Report all lines of the records that contain "race".

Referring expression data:

####

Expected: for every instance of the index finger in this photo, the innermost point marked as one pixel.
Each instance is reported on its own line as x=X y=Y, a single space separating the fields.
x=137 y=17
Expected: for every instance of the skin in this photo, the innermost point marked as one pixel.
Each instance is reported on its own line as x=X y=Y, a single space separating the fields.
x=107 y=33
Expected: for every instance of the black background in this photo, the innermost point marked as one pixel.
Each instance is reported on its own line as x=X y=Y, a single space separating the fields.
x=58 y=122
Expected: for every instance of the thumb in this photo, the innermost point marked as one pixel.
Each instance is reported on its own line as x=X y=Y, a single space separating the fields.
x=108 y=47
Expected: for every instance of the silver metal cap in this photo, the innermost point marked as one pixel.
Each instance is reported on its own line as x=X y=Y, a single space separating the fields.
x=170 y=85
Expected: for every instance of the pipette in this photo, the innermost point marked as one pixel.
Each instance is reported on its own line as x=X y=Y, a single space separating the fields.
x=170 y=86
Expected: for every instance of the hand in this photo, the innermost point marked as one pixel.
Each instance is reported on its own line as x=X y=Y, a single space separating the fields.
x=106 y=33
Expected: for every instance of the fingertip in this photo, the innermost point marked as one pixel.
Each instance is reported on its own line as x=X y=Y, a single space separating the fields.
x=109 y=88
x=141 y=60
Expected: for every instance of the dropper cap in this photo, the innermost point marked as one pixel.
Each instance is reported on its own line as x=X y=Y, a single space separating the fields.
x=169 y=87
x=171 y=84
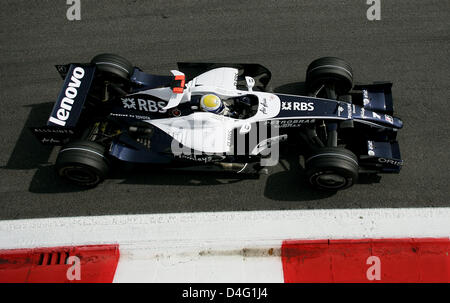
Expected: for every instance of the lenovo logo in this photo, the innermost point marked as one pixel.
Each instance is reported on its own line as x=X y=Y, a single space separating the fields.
x=63 y=113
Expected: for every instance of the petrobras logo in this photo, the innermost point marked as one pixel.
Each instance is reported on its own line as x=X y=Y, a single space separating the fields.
x=63 y=113
x=144 y=105
x=299 y=106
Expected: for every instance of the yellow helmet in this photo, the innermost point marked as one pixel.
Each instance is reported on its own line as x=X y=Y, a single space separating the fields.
x=211 y=103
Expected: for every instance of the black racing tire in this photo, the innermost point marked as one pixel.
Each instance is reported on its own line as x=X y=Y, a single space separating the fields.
x=82 y=163
x=332 y=70
x=332 y=168
x=115 y=65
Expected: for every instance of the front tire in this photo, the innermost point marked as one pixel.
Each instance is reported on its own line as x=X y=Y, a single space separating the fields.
x=82 y=163
x=332 y=168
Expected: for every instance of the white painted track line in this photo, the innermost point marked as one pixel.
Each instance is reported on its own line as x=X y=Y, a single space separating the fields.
x=219 y=247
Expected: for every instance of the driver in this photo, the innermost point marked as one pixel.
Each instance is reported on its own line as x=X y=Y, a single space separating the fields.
x=212 y=104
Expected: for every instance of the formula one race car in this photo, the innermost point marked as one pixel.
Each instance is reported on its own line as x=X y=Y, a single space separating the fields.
x=210 y=116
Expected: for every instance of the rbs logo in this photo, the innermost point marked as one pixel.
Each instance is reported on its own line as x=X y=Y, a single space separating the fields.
x=301 y=106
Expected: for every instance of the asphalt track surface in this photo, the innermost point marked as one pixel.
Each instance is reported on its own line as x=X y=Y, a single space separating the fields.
x=409 y=46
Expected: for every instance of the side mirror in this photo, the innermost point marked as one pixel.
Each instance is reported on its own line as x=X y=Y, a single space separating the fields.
x=245 y=128
x=250 y=83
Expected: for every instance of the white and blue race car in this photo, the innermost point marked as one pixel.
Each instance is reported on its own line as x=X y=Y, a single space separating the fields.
x=211 y=116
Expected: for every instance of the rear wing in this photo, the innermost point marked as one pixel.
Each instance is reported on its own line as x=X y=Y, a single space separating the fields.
x=69 y=105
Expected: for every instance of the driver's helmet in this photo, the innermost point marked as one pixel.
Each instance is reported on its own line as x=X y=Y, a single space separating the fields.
x=212 y=103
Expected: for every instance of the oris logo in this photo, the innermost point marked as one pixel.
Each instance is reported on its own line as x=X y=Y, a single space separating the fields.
x=390 y=161
x=63 y=113
x=301 y=106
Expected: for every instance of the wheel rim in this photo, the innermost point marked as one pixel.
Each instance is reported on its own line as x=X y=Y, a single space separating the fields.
x=331 y=180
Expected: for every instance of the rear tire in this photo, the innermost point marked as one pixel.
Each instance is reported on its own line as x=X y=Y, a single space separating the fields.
x=82 y=163
x=330 y=71
x=332 y=168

####

### FINISHED TASK
Expected: for every instance of the formula one race car in this photo, the innermost point marked as one pixel.
Expected: for every instance of the white and blue race car in this photo, the innermost point marked as one pixel.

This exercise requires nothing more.